Written problem
Copy the items below word for word, keeping every line in its original order.

Items from a point labeling set:
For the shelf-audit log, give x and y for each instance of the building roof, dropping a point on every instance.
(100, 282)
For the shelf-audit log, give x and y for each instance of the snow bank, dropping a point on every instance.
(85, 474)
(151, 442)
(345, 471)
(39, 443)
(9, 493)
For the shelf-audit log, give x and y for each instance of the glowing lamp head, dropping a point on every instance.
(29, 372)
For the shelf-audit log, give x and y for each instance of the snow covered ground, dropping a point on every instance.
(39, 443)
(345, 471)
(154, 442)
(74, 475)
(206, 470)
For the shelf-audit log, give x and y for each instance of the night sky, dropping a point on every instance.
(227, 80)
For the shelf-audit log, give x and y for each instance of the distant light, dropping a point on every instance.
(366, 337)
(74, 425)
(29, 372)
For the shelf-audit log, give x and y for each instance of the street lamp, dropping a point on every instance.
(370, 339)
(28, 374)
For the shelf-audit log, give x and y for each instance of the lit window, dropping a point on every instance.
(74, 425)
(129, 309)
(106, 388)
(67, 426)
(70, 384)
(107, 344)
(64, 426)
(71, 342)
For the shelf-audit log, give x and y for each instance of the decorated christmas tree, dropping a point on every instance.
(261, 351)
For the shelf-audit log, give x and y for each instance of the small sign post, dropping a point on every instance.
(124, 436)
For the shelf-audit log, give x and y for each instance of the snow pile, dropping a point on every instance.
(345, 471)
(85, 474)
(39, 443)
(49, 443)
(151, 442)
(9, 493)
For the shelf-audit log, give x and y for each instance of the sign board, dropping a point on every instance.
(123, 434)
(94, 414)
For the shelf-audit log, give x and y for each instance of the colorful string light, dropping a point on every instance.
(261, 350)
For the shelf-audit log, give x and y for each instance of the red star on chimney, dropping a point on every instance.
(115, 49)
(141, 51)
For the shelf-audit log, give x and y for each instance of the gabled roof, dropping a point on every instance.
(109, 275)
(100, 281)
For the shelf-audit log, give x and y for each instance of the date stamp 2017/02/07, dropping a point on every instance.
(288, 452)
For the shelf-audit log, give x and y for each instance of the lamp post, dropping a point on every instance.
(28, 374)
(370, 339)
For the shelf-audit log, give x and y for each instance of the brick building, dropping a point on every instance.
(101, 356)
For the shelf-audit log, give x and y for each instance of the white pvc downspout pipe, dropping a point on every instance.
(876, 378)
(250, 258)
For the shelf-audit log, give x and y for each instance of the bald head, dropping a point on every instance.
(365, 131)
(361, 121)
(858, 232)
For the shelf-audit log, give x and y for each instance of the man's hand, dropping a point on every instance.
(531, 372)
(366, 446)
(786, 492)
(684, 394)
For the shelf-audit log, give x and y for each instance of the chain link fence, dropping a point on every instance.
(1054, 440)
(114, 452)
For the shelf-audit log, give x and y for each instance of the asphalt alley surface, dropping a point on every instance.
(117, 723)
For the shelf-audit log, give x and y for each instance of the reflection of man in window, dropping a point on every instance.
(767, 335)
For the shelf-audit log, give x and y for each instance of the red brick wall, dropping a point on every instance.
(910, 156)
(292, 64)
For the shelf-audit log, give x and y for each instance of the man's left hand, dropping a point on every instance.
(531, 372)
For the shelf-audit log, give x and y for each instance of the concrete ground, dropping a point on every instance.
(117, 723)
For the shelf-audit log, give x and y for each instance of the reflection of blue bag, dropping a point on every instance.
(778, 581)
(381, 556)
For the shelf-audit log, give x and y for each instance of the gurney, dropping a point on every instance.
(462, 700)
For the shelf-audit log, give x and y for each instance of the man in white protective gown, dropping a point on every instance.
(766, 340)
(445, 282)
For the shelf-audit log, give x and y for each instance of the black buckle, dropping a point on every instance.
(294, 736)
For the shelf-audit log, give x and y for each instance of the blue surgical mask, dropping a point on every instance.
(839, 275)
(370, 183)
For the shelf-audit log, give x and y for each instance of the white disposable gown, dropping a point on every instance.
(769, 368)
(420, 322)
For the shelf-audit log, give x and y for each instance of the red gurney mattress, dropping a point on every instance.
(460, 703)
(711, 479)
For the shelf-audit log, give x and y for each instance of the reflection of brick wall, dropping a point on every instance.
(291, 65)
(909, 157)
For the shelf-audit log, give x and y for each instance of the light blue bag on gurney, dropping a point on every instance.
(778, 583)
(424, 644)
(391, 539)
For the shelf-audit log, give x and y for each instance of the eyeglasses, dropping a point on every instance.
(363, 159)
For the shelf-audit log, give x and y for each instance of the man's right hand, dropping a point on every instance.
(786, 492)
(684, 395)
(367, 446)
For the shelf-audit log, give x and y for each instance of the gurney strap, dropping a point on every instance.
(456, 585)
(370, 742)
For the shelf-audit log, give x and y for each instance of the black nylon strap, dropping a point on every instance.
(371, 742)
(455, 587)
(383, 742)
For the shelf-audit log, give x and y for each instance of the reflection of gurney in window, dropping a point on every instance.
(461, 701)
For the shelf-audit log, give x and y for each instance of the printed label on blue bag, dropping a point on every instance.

Finished exercise
For the shelf-audit log, give x and y for each instance of the building roof, dropping a point on every instance.
(100, 282)
For the shelf-audit log, give x and y for each instance of the snow bank, dropping a point on every instance.
(85, 474)
(151, 442)
(345, 471)
(39, 443)
(9, 493)
For the shelf-audit log, give x and y for each instance of the glowing lamp head, dropping a point on every instance.
(29, 372)
For the shelf-audit log, give x and y for each instance of the snow covered ground, dropping a point on every instance.
(39, 443)
(345, 471)
(154, 442)
(74, 475)
(206, 470)
For the shelf-audit log, give x and y for each instance of the night sky, dropping a point on every instance.
(227, 80)
For the shelf-audit log, give x and y for each instance of the distant light, dropping a point on every instance.
(366, 337)
(74, 425)
(29, 372)
For the shelf-audit log, give x and y for each instance of the street lamp, dropping a point on every instance.
(370, 339)
(28, 374)
For the shelf-audit log, give x and y for each instance of the lit window, dropping a point on every instance.
(74, 425)
(129, 309)
(106, 388)
(67, 426)
(70, 384)
(107, 344)
(64, 426)
(71, 342)
For the shelf-audit log, give x and y for each instance of the decorated christmas tree, dropping a point on every instance.
(261, 351)
For the shelf-audit log, give x and y for each instance of the small sign post, dropping a point on every instance.
(124, 436)
For the shelf-audit log, give x and y for each instance of the snow pile, dropping a point on every instance.
(345, 471)
(85, 474)
(39, 443)
(49, 443)
(151, 442)
(9, 493)
For the shelf-audit log, give x and y for each instance of the sign board, dropping a point on every instance.
(123, 434)
(94, 414)
For the shelf-audit log, give x and y for each instance of the colorful string light, dropping a point on every instance.
(261, 350)
For the shelf-audit log, give x and y for each instance of the red star on chimney, dropping a point on every instance.
(115, 49)
(141, 51)
For the shelf-audit log, give x and y for each instance of the gabled roof, dropping a point on every instance.
(109, 275)
(100, 281)
For the shelf-audit log, give x and y for each instance of the date stamp 2017/02/07, dropping a point on every instance.
(288, 452)
For the shelf-audit log, give x and y for each instance of the lamp post, dropping a point on every instance.
(28, 374)
(370, 339)
For the shelf-audit log, give x and y for each instance of the brick building, dropping a point on every instance.
(101, 356)
For the shelf-audit log, give x and y for each instance of the white pvc downspout pipe, dropping a point on every instance.
(876, 378)
(250, 258)
For the shelf-audit log, give x and y for each instance of the bald head, dropping a point on every instance.
(365, 131)
(361, 121)
(858, 232)
For the shelf-audit log, give x and y for each instance of the man's hand, dropping a point on every instance.
(531, 372)
(366, 446)
(786, 492)
(684, 394)
For the shelf-audit log, give x and y for each instance of the chain link fence, dropping a point on every instance.
(1054, 440)
(114, 452)
For the shelf-audit log, give x and y for each instance of the asphalt alley surface, dropping a point on every instance.
(117, 723)
For the shelf-audit log, give x and y for each instance of the reflection of man in window, dropping a point on every instance.
(767, 335)
For the shelf-audit log, give x and y for each instance of the red brick wall, dropping a point on every instance.
(910, 156)
(292, 64)
For the shelf-audit log, give x and y for each instance of the man's left hand, dropping a point on every instance.
(531, 372)
For the shelf-audit log, give x and y for each instance of the concrete ground, dropping a point on every instance.
(117, 723)
For the shelf-audit log, give x and y for each instance of the reflection of blue bag, dropping a point on every instance.
(778, 581)
(381, 556)
For the shelf-audit log, give x and y for each instance of the gurney, dropping a point on every instance.
(462, 700)
For the shelf-audit log, give x and y for each instance of the man in white protective gown, dropping a point on every instance.
(766, 340)
(445, 282)
For the shelf-audit log, give x and y for each instance of the black buckle, dropping a point on every instance.
(294, 736)
For the shelf-audit log, give x and y for each instance of the blue surgical mask, dropping a point on every instance.
(839, 275)
(370, 183)
For the shelf-audit log, give x and y for each instance of the white disposable gown, dropping a point on every instance.
(769, 368)
(420, 322)
For the shelf-audit log, give x and y for each instance of the red gurney mattress, dropping a point on every instance.
(460, 703)
(711, 479)
For the shelf-audit log, give x and y for each instance of the reflection of brick wall, dropping a point on every instance.
(291, 65)
(909, 157)
For the shelf-audit log, give x and y for each instance of the light blue bag on gurney, dropping a point on every instance.
(778, 583)
(424, 644)
(391, 539)
For the shelf-audit log, give x and y for each instance of the eyeglasses, dropping a point on every instance.
(363, 159)
For the shelf-audit log, give x and y for each instance of the man's right hand, dropping a point on every instance.
(786, 492)
(684, 395)
(367, 446)
For the shelf-audit log, give x and y for each instance of the gurney strap, dropping a point on every instance.
(456, 585)
(370, 742)
For the shelf-audit log, give x and y for each instance of the black nylon strap, dropping a point on every instance.
(371, 742)
(455, 587)
(383, 742)
For the shelf-audit log, give x and y for each instance of the reflection of gurney in window, dropping a point on every instance.
(461, 701)
For the shelf-audit log, give x and y for each instance of the printed label on blue bag, dropping a point on every instance.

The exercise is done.